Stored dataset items
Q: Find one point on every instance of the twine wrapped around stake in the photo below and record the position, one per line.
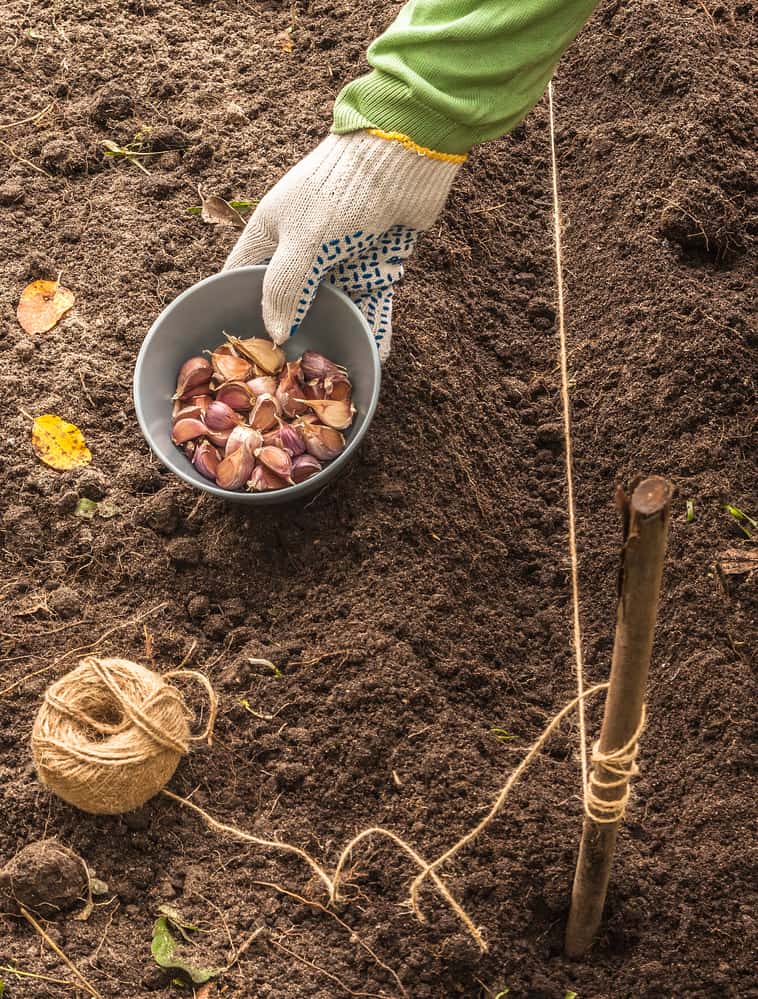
(109, 734)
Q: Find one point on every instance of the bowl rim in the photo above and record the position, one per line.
(289, 493)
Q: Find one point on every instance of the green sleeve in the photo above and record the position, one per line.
(451, 73)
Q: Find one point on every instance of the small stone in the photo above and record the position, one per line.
(67, 503)
(184, 552)
(514, 390)
(45, 876)
(64, 602)
(24, 350)
(92, 484)
(215, 626)
(138, 820)
(11, 193)
(160, 512)
(110, 105)
(198, 606)
(167, 137)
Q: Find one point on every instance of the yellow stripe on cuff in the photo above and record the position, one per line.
(414, 147)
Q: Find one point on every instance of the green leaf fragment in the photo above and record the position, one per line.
(88, 508)
(238, 206)
(163, 949)
(177, 919)
(502, 735)
(741, 519)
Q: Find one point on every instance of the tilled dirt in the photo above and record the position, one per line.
(424, 600)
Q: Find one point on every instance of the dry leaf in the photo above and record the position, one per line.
(738, 561)
(42, 304)
(216, 211)
(59, 444)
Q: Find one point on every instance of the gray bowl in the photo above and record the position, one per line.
(231, 301)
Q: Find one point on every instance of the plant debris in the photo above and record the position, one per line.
(42, 305)
(164, 946)
(59, 444)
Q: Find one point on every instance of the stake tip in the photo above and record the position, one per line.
(652, 496)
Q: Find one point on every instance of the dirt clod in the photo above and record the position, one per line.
(45, 876)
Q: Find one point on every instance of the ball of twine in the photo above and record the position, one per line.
(109, 734)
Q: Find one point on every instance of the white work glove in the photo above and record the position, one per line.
(348, 213)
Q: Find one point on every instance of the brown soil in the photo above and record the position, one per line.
(424, 600)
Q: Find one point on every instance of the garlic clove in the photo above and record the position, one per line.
(265, 412)
(286, 436)
(276, 460)
(290, 386)
(262, 385)
(186, 411)
(314, 389)
(206, 460)
(230, 367)
(194, 372)
(317, 366)
(237, 395)
(304, 466)
(235, 469)
(219, 416)
(324, 443)
(204, 389)
(336, 413)
(262, 353)
(243, 436)
(187, 430)
(201, 401)
(218, 437)
(263, 480)
(338, 388)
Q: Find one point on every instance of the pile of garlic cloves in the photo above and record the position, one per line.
(248, 419)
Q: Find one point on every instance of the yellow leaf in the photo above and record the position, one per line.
(59, 444)
(42, 304)
(284, 40)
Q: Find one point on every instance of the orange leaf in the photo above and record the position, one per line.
(284, 40)
(59, 444)
(42, 304)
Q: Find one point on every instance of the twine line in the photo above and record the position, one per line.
(620, 762)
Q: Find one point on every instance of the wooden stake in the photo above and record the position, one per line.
(646, 518)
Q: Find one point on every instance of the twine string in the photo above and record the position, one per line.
(620, 762)
(110, 734)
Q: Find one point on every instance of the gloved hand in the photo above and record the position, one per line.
(348, 213)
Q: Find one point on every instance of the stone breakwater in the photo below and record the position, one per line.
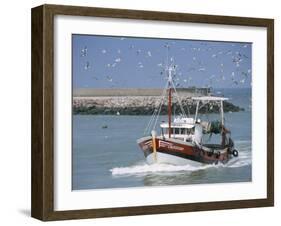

> _HOW TO COMPLETE THIS TASK_: Pictures are to be left out, while the records are copied word for word.

> _FINISHED EXERCISE_:
Q: Find one point on every instance of the twine wrapped around stake in the photo below and record the position, one per line.
(109, 734)
Q: Find one point on every instance of the bowl rim in the photo above and record the position, one per line.
(289, 493)
Q: Find one point on every instance of the green sleeve in the photo above and record the position, one per line.
(451, 73)
Q: Find one point on every instance of the small stone in the photo above and record the position, one per line.
(67, 503)
(184, 552)
(514, 390)
(45, 876)
(64, 602)
(24, 350)
(92, 484)
(215, 626)
(138, 820)
(11, 193)
(160, 512)
(110, 105)
(198, 606)
(167, 137)
Q: Find one point on every instance of the yellow stripe on cuff in the photo above and record the position, one per line.
(414, 147)
Q: Find one point on every instance of the green leaf fragment in the photo above and record the position, one per line.
(88, 508)
(238, 206)
(163, 949)
(177, 919)
(502, 735)
(741, 519)
Q: Find one point on every instance of the tilled dirt in the photo above and record the position, one per line.
(424, 600)
Q: Find one point on every instance of the dry leaf in the photo above and record the position, one per line.
(738, 561)
(42, 304)
(216, 211)
(59, 444)
Q: Find one point on every instance of the gray bowl in the photo above and record the position, one per line.
(231, 301)
Q: Find one point on every instance of the plant debris in the photo above and record the position, one per line.
(42, 305)
(164, 946)
(59, 444)
Q: Find one point on every instance of the stake tip in the photo above and record the position, one per line.
(652, 496)
Q: Find one point on every instance of the dirt clod in the photo above and record the position, one per line.
(45, 876)
Q: Find one point on every instance of the ball of twine in the photo above and record the position, one per line.
(109, 734)
Q: Find one point on every instance of the white work glove in the photo above and record the position, one per line.
(348, 213)
Q: Find one point on every instance of the brown soil in the photo above and record the position, one per line.
(424, 600)
Q: Find one point on every instance of the garlic clove in the photo above and record the position, one per line.
(265, 412)
(286, 436)
(276, 460)
(290, 386)
(262, 385)
(186, 411)
(314, 389)
(206, 460)
(230, 367)
(194, 372)
(317, 366)
(237, 395)
(304, 466)
(235, 469)
(219, 416)
(324, 443)
(204, 389)
(336, 413)
(262, 353)
(243, 436)
(187, 430)
(201, 401)
(218, 437)
(263, 480)
(338, 388)
Q: Find one point on every instance of the pile of garlic cloves in the photo above and record the position, one per line.
(248, 419)
Q: Find one point on every instance of the yellow leaf in the photo above and record the position, one per line.
(59, 444)
(42, 304)
(284, 40)
Q: Find one point on every instance of the orange leaf in the photo above and record the position, one per line.
(284, 40)
(59, 444)
(42, 304)
Q: Find one point on every instance of the twine line in the photo above and record the position, one per line.
(620, 762)
Q: Find one point on every instance of the wooden stake in the photo above and record the position, one per line.
(646, 518)
Q: Find one point on every instance of the twine string in the photo above and record the position, one per line.
(620, 762)
(110, 734)
Q: Find one point on every instance of the gloved hand in the photo above and record the position, one per line.
(348, 213)
Q: Find one point on every instance of the stone breakwater in the photo below and record the position, one per line.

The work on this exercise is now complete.